§ PROVIDED RECORDS:
____________

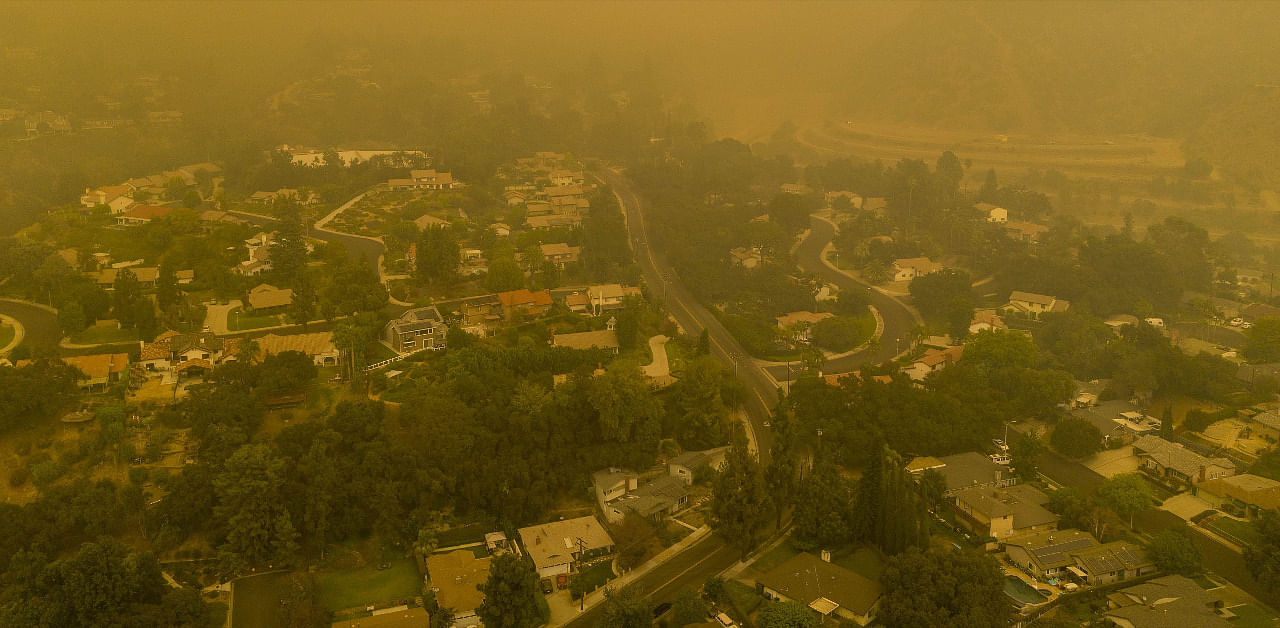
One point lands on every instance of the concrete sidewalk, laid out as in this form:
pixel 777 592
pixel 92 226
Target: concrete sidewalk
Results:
pixel 565 609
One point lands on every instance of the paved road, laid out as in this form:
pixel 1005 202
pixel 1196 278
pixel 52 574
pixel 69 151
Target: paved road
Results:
pixel 40 325
pixel 1217 558
pixel 693 317
pixel 899 320
pixel 688 569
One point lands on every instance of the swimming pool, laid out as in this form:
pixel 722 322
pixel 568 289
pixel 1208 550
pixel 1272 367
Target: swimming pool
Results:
pixel 1022 592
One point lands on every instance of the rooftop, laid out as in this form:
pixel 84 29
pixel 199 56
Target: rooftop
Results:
pixel 808 578
pixel 556 542
pixel 455 577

____________

§ EXERCISE DETAILS: Verbatim output of every entry above is required, though pictures are to be left out.

§ EXERCISE OUTPUT:
One point lands on every instance of the concrete sidewalk, laid out as in this form:
pixel 777 592
pixel 92 226
Target: concrete sidewalk
Results:
pixel 565 609
One point lands on every instance of the paved road, laid out as in this form:
pixel 1005 202
pixel 1196 278
pixel 52 574
pixel 69 151
Target: paved road
Results:
pixel 40 325
pixel 1217 558
pixel 693 317
pixel 899 320
pixel 688 569
One point lands on every instance of the swimming pool, laid out as in this form:
pixel 722 322
pixel 568 289
pixel 1208 550
pixel 1272 367
Target: swimming pool
Results:
pixel 1022 592
One point lands on every instance of the rooftop, laid out as in this form:
pixel 84 29
pixel 199 56
Target: rooftop
Results:
pixel 808 578
pixel 556 542
pixel 455 577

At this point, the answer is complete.